The band's second studio album, Revoltosa, was released on November 12, 2012. Giné and his bandmates embarked on an extensive tour that took them to eleven European countries, reaching particular success in the Netherlands, where they played at major festivals such as Lowlands 2014, Parkpop 2015 and Zwarte Cross 2015.

The band's first and only live album, Punk Parranda, was released on November 3, 2014. They recorded it performing to a crowd of more than 60,000 people at Viña Rock Festival 2014 in Villarrobledo, Spain.

On October 13, 2015, Bongo Botrako announced an indefinite hiatus and a six-date farewell tour. Giné explained that he felt exhausted after eight years of non-stop touring and noted that the band had lost the enthusiasm. However, he said he would continue to write songs and he left the door open to create a new music project in the future. Bongo Botrako performed their last and 500th concert in Giné's hometown Tarragona on December 26, 2015.

• Problems to solve:
1. According to the passage on Bongo Botrako, why did the band announce an indefinite hiatus in October 2015? Answer in one to three sentences.
2. Extend the passage on Bongo Botrako, beginning after its final sentence.

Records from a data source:
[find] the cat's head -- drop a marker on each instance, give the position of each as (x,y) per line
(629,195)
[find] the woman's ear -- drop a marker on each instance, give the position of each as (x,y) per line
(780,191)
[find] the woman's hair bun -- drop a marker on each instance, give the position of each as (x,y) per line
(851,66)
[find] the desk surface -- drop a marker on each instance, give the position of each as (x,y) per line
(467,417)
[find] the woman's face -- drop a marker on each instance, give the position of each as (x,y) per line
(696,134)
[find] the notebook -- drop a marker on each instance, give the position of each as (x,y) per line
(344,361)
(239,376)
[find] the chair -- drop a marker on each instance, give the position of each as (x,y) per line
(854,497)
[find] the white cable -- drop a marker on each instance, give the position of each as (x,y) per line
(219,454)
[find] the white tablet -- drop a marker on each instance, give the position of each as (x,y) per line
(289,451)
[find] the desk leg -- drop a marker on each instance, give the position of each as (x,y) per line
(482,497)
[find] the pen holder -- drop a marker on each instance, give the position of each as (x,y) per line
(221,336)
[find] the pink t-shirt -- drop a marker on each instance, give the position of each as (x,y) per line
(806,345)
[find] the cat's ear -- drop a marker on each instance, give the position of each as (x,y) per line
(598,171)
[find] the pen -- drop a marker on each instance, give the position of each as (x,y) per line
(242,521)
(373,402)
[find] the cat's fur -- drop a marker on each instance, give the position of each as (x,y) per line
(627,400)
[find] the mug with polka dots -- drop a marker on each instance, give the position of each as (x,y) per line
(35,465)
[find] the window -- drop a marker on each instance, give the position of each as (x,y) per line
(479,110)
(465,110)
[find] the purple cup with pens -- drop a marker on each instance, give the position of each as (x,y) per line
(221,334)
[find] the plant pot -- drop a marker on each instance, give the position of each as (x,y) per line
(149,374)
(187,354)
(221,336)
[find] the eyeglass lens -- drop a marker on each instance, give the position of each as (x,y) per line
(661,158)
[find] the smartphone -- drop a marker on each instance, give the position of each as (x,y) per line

• Solved problems:
1. Giné explained that he felt exhausted after eight years of non-stop touring. He also noted that the band had lost the enthusiasm.

2.
==Personal life==

Giné has been an active supporter of human rights movements throughout his career as a musician. In 2012 and 2013, he performed two Amnesty International benefit shows in Barcelona. He also included an Amnesty International quote in the music video for Bongo Botrako's song "Revoltosa" in 2012.

In May 2016, Giné took an Accelerated Freefall training to become a solo skydiver. When he's not touring or songwriting, some of his main occupations are travelling, photography and skydiving.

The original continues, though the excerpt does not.